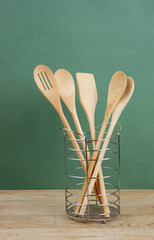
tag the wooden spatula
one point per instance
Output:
(115, 116)
(115, 91)
(46, 83)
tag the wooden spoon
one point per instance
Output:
(115, 91)
(88, 99)
(66, 88)
(115, 116)
(46, 83)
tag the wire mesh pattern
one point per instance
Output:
(75, 176)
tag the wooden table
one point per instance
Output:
(40, 214)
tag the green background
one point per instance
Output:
(93, 36)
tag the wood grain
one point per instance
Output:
(40, 215)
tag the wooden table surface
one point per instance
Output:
(40, 215)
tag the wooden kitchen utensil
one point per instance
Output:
(115, 91)
(66, 89)
(115, 116)
(88, 100)
(46, 83)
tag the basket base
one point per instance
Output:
(95, 214)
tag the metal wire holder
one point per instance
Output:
(75, 176)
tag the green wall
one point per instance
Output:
(95, 36)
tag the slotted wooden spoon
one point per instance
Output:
(115, 91)
(115, 116)
(66, 89)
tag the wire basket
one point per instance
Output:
(75, 176)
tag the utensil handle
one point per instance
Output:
(92, 165)
(95, 172)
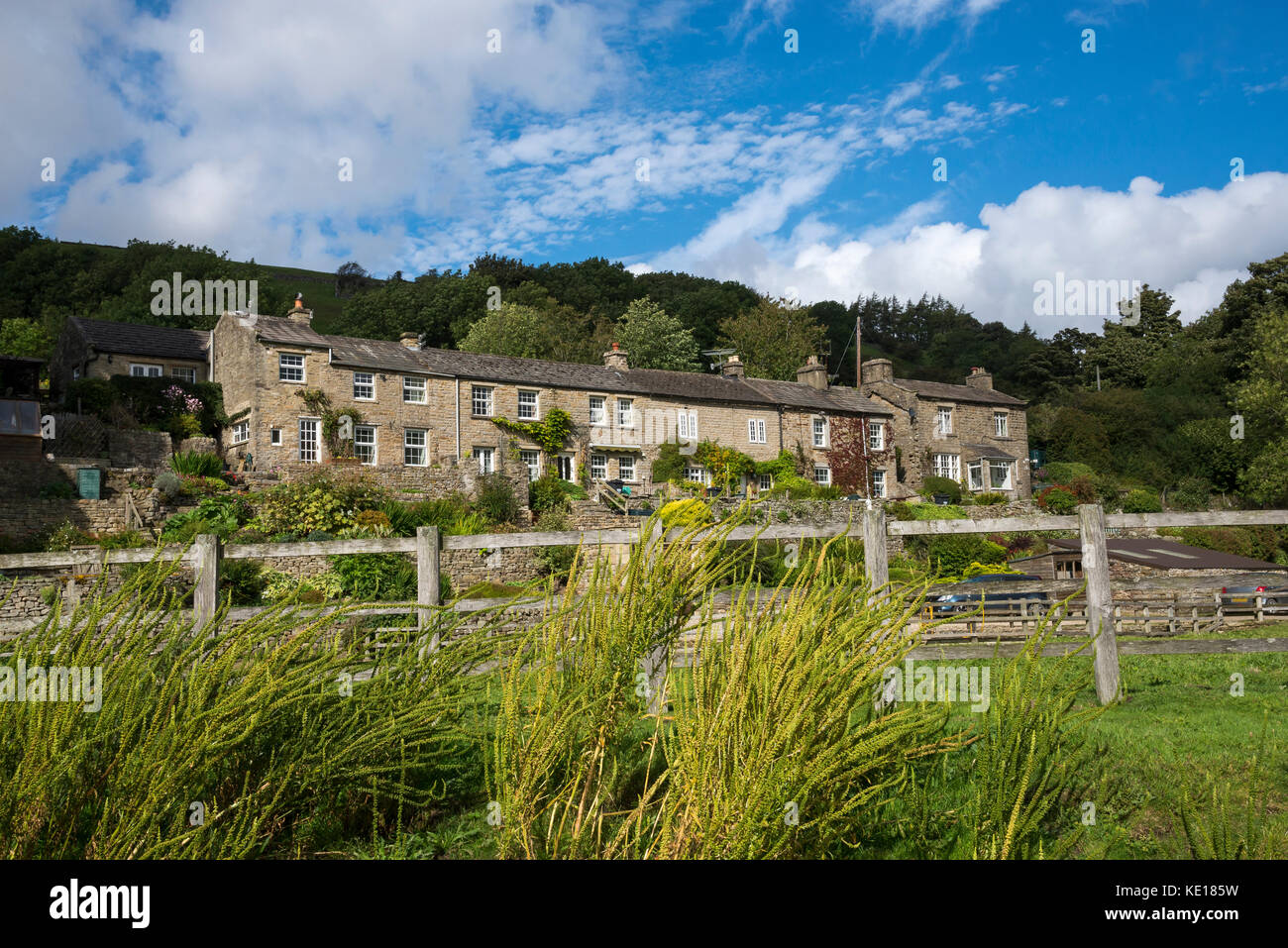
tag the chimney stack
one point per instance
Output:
(979, 378)
(812, 373)
(299, 313)
(876, 369)
(616, 359)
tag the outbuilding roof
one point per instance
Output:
(134, 339)
(1167, 554)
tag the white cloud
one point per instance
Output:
(1192, 245)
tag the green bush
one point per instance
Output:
(990, 498)
(167, 484)
(1141, 501)
(932, 484)
(546, 493)
(196, 464)
(1193, 493)
(317, 502)
(686, 513)
(1064, 472)
(375, 576)
(1057, 500)
(243, 581)
(954, 553)
(496, 500)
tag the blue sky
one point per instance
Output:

### [Your objective]
Read the records above. Show each line that has the string "green".

### [Answer for the task]
tag the green background
tag the green wall
tag the green bush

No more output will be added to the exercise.